TASK BRIEF: Find each line in the data below that contains the word "hazy", and copy those lines in full.

-- BEGIN --

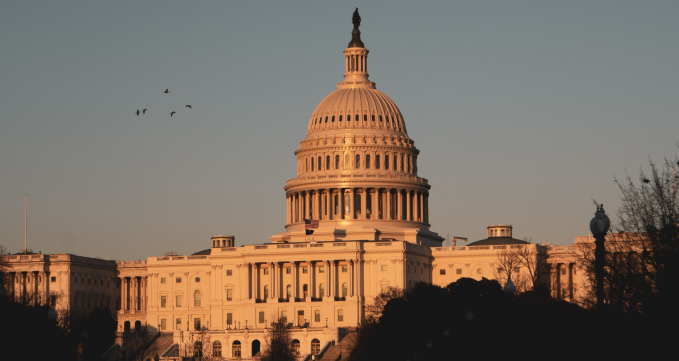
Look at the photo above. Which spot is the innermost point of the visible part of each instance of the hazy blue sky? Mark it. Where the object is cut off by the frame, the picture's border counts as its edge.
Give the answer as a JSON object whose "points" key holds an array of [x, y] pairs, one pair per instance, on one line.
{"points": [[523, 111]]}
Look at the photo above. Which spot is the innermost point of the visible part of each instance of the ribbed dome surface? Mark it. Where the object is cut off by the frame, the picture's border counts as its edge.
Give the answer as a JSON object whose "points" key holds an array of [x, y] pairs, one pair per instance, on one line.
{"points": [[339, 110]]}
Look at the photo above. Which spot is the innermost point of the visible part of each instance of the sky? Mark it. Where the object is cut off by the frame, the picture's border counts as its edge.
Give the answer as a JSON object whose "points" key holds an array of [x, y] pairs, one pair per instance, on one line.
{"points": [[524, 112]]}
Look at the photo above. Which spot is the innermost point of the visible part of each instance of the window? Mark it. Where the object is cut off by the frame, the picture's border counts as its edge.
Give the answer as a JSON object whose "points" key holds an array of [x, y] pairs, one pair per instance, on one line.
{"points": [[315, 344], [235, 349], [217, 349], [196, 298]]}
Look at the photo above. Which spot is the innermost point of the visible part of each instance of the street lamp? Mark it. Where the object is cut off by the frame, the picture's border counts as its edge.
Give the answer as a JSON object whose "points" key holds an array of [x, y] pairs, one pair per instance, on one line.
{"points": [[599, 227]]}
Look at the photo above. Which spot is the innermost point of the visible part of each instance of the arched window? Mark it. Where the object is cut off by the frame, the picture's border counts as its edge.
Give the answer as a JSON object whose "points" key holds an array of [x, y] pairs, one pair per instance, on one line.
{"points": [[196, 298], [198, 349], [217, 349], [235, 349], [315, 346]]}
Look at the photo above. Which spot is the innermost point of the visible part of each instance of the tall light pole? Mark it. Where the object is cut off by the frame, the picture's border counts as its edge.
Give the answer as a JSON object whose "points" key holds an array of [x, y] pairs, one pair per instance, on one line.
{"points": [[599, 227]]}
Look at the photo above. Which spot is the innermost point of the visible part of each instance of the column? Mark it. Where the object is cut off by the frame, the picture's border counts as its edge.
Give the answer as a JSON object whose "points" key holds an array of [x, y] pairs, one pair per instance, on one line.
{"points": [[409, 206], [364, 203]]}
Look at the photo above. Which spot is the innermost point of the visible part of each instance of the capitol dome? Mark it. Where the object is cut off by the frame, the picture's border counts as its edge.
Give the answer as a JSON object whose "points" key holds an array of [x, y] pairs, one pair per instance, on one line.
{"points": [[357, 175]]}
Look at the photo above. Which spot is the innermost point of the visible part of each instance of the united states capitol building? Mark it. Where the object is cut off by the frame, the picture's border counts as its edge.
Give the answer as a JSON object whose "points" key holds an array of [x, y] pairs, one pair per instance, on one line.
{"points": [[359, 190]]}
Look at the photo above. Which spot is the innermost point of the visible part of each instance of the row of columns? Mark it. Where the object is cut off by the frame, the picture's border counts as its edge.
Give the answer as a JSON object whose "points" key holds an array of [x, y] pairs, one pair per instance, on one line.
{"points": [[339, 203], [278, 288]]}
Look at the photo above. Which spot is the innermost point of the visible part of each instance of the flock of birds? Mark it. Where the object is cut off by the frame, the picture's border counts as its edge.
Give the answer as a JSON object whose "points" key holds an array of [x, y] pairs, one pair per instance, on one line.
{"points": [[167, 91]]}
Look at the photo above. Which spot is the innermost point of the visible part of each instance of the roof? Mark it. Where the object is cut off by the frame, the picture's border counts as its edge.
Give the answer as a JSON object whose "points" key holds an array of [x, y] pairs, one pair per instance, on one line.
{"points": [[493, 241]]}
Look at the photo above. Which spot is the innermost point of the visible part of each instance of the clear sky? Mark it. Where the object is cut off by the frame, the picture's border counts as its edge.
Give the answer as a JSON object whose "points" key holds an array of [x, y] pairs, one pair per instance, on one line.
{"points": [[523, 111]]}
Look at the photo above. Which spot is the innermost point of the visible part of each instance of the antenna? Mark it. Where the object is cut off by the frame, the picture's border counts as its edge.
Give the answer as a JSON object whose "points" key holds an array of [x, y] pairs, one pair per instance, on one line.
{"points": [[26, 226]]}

-- END --
-- BEGIN --

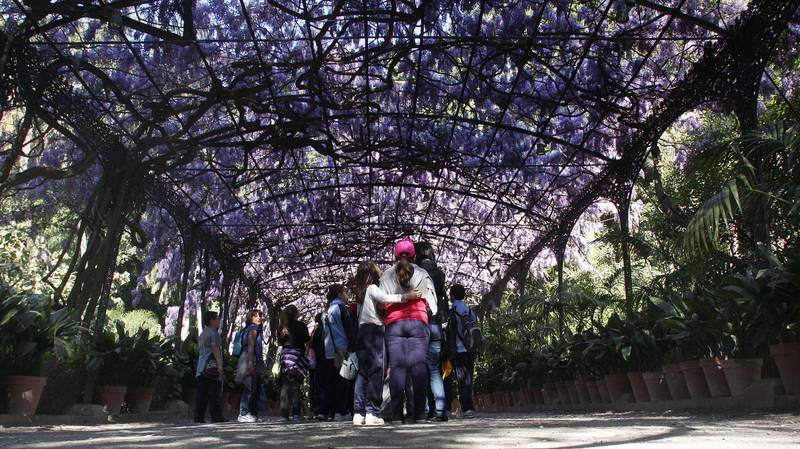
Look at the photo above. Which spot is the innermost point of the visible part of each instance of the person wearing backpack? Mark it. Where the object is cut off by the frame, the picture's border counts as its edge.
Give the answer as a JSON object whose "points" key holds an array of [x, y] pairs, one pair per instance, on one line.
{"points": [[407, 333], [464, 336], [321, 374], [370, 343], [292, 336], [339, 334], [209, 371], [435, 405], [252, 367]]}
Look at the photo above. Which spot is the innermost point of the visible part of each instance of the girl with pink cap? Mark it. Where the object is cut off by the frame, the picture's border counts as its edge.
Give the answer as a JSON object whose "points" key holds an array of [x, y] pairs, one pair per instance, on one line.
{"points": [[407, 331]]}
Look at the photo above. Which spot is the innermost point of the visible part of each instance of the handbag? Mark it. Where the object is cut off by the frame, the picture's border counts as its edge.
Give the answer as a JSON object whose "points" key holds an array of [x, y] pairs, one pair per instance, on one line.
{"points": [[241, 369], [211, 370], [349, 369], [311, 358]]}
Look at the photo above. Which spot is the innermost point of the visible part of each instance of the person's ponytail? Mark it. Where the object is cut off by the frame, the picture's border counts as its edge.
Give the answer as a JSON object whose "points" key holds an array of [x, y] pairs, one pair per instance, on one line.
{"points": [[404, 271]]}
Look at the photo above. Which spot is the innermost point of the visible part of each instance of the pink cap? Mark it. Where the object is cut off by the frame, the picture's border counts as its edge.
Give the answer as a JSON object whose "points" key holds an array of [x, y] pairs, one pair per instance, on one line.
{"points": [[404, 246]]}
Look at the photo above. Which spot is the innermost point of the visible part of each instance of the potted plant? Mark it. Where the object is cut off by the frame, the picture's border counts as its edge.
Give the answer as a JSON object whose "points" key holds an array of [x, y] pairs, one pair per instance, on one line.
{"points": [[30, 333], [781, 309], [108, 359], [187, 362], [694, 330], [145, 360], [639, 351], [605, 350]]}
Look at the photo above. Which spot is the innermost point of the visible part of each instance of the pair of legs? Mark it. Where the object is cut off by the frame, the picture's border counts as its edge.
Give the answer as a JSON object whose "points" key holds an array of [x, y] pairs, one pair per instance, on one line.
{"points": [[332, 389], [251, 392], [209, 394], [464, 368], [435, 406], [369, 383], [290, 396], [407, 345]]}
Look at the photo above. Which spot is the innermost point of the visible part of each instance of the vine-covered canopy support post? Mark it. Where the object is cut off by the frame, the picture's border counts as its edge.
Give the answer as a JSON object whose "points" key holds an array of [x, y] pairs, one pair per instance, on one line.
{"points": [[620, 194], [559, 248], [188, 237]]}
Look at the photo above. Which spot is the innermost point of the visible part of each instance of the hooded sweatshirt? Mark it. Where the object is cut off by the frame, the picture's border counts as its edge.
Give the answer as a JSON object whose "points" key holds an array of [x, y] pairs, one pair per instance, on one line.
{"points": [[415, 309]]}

-- END --

COMPLETED TASK:
Look at the photo above. Which spot is the innermost point of the visible part of each instance of the hazy blue sky? Mark it. Where the object is cut off by the frame, the picture's border counts as its edge.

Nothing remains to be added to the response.